**SOURCE PASSAGE:**
Maine is the only state in New England with a confirmed report of brightly colored fentanyl. Senator Collins is also pushing DEA to work with social media companies to shut down online marketplaces for fentanyl
Washington, D.C. – In response to the growing prevalence of “rainbow” fentanyl and illicit pills laced with deadly fentanyl, U.S. Senator Susan Collins wrote to the U.S. Drug Enforcement Agency (DEA) to request an update on the progress being made to stem the flow of fentanyl reaching communities.
“The flood of counterfeit, fentanyl-laced pills falsely marketed as legitimate prescriptions is driving a dramatic spike in overdose deaths among young people in this country,” wrote Senator Collins. “This heartbreaking data remarkably predates the infiltration of ‘rainbow’ fentanyl in U.S. markets. Rainbow-colored fentanyl recovered in Maine has resembled candy and easily could be mistaken for children’s Flintstone vitamins, according to one Maine police chief.”
“While I applaud DEA’s ongoing enforcement efforts and public awareness campaign to educate the public about the dangers of fentanyl and counterfeit pills, the reality is that drug traffickers continue to use social media to advertise and sell drugs to teens and young adults,” Senator Collins continued. “There is no time for delay. National trends already show that as the supply of illicit fentanyl increases, so do overdose deaths in Americans of all ages. This crisis requires an all-of-government response, and we must be using every tool in the tool box—including partnerships with the private sector—to stop this scourge of drug poisonings.”

**GIVEN REQUEST A:**
Please decide whether each statement agrees with the passage on rainbow fentanyl, answering yes or no and quoting the words of the passage that settle it. (i) Maine is the only New England state with a confirmed report of brightly colored fentanyl. (ii) Senator Collins wrote to the Federal Bureau of Investigation. (iii) A Maine police chief said the rainbow-colored fentanyl could be mistaken for children's vitamins.

**Entries for identifying locations:**
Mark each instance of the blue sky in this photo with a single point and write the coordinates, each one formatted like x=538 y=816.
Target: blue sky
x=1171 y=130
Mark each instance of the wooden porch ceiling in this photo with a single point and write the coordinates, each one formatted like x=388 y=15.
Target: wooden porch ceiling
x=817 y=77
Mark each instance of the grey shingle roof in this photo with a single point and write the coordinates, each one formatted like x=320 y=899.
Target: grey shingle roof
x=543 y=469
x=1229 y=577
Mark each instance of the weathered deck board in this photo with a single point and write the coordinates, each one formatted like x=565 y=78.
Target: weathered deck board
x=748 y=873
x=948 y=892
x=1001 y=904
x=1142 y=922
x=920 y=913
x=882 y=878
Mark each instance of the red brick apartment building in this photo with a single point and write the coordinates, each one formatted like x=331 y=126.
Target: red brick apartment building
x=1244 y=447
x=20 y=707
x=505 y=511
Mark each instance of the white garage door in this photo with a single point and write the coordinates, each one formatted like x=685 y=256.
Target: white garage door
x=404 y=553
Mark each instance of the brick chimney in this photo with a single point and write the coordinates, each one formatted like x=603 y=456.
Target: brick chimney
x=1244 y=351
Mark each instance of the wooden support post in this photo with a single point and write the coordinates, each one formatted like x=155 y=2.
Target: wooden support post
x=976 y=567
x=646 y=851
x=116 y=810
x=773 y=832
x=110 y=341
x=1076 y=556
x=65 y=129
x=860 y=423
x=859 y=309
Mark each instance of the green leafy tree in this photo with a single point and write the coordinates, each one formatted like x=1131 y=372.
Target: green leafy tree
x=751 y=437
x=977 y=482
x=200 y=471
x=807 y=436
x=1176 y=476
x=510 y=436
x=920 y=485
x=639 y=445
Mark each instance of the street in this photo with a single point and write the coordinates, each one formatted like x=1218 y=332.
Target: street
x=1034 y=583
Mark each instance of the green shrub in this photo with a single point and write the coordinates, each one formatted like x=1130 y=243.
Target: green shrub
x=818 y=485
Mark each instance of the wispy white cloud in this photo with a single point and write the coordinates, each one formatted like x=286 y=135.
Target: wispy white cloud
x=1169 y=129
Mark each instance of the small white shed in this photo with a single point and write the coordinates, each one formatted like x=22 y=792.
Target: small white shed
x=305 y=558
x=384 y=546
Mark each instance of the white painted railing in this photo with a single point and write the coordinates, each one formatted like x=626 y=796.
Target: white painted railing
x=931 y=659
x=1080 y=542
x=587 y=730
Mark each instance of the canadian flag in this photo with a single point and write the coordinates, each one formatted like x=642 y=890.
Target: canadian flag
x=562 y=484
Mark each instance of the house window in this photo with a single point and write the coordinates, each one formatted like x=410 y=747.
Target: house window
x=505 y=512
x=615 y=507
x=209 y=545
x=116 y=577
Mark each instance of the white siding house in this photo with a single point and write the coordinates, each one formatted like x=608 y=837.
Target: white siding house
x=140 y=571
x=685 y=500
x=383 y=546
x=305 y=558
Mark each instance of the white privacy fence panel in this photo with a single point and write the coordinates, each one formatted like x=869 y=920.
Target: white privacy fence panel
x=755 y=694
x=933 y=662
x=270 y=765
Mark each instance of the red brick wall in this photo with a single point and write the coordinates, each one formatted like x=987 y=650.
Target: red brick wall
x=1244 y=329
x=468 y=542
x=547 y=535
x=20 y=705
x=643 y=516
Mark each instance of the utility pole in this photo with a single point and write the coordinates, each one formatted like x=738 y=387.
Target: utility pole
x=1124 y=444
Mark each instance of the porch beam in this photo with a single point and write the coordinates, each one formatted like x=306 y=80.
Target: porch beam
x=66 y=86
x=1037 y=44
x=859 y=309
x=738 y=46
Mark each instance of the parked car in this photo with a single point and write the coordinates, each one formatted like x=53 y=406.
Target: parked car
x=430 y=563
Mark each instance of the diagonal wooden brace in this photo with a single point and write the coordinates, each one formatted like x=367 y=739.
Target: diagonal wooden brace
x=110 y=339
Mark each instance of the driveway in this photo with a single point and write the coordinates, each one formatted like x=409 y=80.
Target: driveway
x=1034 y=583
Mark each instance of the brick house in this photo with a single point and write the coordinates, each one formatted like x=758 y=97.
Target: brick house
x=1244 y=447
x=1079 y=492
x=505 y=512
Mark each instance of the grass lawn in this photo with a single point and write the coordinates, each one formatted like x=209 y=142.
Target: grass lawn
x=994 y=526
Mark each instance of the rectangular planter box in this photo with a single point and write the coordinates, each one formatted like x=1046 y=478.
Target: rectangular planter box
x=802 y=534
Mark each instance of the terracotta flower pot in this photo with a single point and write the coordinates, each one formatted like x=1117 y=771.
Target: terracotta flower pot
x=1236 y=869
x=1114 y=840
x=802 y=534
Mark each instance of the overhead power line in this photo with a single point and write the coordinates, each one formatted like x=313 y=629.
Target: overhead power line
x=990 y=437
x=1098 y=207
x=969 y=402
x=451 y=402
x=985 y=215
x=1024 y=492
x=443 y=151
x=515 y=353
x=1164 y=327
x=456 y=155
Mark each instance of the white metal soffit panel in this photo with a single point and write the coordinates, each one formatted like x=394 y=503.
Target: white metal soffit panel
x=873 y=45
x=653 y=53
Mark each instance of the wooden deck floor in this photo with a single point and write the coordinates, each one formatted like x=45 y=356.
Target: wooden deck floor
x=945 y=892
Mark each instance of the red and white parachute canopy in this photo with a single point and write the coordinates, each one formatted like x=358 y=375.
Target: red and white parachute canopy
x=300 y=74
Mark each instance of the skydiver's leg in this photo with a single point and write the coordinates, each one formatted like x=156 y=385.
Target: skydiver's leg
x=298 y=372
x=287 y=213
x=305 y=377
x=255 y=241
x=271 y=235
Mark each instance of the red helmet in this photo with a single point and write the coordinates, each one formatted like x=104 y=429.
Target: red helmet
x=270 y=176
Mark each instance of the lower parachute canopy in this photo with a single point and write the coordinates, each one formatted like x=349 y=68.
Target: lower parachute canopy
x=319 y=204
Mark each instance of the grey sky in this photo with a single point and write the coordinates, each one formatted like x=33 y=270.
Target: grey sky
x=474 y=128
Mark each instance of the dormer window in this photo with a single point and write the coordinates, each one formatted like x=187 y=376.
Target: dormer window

**GIVEN REQUEST B:**
Reproduce part of the records above word for word, and nothing else. Begin at the line that contains "Mark each instance of the red brick wall" and stop after the line that contains "x=994 y=526".

**COMPLETE OUTPUT A:**
(i) Yes: "Maine is the only state in New England with a confirmed report of brightly colored fentanyl."
(ii) No: "wrote to the U.S. Drug Enforcement Agency (DEA)"
(iii) Yes: "easily could be mistaken for children’s Flintstone vitamins, according to one Maine police chief"

**COMPLETE OUTPUT B:**
Mark each instance of the red brick wall in this photo with a single point and write the coordinates, each one formatted like x=987 y=650.
Target: red brick wall
x=1244 y=329
x=468 y=542
x=547 y=535
x=20 y=705
x=643 y=516
Mark each instance of the utility pole in this photo with a single point and write the coordinates, each one formatted like x=738 y=387.
Target: utility pole
x=1124 y=444
Mark each instance of the porch beam in this photo with a single point and write the coordinates, each one formatted like x=306 y=80.
Target: porch beam
x=66 y=86
x=1037 y=44
x=859 y=309
x=738 y=46
Mark each instance of the parked car in this photo with a single point and write the coordinates, each one formatted like x=53 y=406.
Target: parked car
x=430 y=563
Mark each instance of the diagonal wooden brace in this photo with a single point and write the coordinates, each one formatted like x=367 y=739.
Target: diagonal wooden brace
x=110 y=339
Mark each instance of the driveway in this photo with a single point and write the coordinates, each one formatted like x=409 y=80.
Target: driveway
x=1034 y=583
Mark each instance of the brick house in this photo with a single point and write the coordinates, each one formatted like x=758 y=97.
Target: brick house
x=1244 y=447
x=1079 y=492
x=505 y=512
Mark each instance of the grass lawn in this photo with a single point and write the coordinates, each one formatted like x=209 y=142.
Target: grass lawn
x=994 y=526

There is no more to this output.